**Your task:** Gather every line of the items below that contains the string "tree", and copy each such line in full. Treat the match as case-sensitive.

**Provided information:**
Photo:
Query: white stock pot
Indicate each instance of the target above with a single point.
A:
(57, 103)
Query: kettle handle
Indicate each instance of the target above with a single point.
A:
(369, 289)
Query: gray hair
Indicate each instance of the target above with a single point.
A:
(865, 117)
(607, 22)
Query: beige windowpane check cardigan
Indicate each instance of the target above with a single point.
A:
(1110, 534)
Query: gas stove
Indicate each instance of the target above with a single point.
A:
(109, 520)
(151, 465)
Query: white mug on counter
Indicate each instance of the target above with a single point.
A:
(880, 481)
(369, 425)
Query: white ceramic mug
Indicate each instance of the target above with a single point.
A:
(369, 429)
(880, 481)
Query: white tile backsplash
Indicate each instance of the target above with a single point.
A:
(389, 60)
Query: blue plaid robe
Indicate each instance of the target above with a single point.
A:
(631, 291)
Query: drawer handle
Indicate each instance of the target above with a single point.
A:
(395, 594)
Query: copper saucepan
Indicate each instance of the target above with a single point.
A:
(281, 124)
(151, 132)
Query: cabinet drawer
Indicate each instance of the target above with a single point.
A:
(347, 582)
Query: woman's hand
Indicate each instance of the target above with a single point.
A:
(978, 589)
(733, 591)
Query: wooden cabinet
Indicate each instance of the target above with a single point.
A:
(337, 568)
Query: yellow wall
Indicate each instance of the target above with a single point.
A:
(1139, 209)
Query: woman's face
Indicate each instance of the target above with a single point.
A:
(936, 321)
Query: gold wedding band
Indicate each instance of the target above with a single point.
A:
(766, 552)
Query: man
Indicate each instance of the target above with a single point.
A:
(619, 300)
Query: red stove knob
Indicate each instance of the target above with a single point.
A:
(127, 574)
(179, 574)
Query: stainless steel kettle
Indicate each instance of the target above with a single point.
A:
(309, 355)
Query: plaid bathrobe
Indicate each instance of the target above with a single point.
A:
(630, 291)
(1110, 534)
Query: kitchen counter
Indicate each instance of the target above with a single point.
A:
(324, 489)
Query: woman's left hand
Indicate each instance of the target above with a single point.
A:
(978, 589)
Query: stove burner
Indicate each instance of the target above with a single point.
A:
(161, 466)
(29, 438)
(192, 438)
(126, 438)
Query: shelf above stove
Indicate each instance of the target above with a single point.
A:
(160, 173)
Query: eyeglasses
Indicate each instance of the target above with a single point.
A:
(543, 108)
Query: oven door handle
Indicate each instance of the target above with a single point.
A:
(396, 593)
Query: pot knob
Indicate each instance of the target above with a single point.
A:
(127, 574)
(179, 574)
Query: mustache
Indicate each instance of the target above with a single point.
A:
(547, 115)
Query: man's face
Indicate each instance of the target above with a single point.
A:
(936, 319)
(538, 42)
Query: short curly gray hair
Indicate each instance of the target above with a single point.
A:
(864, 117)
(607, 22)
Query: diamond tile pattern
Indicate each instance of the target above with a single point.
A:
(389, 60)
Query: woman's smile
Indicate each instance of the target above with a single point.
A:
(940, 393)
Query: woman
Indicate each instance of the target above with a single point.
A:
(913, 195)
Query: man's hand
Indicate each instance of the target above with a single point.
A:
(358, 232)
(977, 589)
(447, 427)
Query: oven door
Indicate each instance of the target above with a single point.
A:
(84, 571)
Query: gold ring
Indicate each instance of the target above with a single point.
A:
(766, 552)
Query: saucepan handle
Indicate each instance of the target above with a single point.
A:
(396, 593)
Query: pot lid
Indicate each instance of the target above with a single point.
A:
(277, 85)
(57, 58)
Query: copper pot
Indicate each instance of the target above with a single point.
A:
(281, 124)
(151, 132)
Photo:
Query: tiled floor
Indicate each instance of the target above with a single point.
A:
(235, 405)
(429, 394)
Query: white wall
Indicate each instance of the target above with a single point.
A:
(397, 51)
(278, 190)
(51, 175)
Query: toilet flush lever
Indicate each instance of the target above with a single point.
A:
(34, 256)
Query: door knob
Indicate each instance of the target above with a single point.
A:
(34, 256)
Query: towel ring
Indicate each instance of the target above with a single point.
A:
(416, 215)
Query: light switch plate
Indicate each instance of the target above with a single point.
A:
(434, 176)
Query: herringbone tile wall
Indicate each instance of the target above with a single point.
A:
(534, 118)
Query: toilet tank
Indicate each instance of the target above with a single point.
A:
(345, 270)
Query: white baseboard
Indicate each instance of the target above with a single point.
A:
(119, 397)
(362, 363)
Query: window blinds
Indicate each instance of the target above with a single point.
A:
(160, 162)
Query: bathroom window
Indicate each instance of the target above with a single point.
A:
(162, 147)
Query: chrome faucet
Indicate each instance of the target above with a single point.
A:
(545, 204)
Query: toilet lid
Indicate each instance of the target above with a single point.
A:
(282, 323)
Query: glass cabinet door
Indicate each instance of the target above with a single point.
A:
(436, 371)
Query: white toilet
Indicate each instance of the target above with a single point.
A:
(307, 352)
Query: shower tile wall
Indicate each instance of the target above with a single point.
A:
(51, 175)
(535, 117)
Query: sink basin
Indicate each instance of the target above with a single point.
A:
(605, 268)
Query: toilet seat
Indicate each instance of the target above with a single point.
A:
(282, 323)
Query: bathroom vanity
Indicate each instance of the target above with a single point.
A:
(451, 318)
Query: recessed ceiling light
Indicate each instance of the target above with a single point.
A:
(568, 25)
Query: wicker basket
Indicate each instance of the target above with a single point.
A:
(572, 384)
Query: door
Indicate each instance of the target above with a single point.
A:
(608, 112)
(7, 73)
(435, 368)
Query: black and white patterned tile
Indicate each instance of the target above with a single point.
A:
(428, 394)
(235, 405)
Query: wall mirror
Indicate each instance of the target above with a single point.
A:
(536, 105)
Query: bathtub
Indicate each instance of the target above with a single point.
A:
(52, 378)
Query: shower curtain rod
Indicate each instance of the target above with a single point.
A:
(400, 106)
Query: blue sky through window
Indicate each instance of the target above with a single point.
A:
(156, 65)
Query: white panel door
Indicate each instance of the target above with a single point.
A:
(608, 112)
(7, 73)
...
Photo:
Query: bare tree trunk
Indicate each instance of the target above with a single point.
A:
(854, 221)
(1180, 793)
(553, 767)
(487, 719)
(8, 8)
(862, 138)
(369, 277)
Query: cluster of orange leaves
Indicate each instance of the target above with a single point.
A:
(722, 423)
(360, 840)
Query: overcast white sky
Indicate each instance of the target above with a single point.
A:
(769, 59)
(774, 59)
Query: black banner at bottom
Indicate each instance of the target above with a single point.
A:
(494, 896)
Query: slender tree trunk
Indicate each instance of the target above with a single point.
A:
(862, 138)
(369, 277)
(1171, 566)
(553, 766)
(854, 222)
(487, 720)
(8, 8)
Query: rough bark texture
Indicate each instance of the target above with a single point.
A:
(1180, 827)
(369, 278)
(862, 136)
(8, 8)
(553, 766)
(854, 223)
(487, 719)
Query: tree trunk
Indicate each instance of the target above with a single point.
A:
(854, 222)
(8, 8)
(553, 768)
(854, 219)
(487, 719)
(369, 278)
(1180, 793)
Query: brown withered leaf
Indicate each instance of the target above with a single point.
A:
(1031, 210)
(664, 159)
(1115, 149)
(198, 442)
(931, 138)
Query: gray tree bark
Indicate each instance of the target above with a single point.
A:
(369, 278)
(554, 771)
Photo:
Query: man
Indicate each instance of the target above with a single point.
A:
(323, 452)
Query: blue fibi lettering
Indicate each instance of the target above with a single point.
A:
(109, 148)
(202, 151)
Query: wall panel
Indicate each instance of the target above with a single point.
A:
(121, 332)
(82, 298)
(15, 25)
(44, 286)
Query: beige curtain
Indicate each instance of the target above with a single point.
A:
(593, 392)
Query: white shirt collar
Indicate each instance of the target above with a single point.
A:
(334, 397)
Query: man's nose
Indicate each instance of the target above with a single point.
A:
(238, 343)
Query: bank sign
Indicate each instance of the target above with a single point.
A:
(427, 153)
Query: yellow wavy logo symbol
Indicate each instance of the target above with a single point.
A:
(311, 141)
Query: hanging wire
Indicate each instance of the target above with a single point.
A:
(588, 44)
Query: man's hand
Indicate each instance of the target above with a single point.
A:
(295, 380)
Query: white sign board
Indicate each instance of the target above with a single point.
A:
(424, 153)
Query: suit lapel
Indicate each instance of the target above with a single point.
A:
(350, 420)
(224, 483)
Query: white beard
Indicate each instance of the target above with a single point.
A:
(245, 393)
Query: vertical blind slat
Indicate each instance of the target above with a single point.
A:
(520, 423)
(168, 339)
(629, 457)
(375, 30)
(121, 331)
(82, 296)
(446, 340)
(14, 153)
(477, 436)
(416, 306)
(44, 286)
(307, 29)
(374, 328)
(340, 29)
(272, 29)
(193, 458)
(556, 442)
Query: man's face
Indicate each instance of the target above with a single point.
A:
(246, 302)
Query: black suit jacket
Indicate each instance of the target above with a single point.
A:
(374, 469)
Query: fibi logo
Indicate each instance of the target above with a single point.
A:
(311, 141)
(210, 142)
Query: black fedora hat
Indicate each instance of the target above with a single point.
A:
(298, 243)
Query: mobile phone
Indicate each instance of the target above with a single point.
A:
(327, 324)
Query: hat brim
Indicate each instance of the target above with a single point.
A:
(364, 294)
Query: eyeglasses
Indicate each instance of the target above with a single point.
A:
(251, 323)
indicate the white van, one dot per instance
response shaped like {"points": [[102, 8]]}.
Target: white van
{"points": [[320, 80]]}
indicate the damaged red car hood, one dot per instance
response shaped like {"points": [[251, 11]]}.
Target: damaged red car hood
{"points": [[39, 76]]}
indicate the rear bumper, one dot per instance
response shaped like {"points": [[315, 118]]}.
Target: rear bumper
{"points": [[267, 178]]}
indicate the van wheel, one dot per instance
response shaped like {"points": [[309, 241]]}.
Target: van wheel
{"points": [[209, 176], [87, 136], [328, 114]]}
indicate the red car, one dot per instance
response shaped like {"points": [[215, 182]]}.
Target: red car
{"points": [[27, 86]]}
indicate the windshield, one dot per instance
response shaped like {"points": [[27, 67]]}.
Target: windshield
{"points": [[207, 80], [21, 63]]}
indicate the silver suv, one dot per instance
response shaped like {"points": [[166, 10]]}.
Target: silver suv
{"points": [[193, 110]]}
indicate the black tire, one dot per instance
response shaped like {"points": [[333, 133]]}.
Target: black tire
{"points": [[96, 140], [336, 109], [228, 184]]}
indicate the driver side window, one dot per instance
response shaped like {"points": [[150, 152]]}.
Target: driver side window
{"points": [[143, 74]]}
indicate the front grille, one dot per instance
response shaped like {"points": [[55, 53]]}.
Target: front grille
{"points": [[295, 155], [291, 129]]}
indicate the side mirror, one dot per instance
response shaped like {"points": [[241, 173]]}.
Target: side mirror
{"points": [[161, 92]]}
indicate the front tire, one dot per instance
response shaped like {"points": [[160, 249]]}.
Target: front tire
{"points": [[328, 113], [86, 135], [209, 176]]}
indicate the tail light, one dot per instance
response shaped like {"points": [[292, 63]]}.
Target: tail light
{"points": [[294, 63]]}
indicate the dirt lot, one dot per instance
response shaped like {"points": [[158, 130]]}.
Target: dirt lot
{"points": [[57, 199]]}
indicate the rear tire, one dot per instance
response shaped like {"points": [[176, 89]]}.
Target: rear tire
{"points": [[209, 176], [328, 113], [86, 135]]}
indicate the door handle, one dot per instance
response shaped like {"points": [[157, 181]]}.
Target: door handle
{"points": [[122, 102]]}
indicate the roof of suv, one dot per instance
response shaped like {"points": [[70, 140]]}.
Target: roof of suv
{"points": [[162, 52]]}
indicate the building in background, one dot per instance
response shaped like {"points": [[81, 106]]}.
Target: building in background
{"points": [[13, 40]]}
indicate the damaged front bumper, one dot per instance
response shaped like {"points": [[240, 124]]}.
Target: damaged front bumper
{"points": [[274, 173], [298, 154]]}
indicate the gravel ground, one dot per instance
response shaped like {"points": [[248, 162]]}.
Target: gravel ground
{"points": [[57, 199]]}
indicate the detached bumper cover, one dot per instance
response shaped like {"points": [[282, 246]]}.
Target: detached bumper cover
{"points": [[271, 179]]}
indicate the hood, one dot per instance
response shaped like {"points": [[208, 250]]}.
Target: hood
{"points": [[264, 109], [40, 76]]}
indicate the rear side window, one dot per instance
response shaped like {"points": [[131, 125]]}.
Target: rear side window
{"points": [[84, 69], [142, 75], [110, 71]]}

**Answer for this exercise:**
Query: bare tree trunk
Query: slender tree trunk
Query: tree trunk
Query: gray tree bark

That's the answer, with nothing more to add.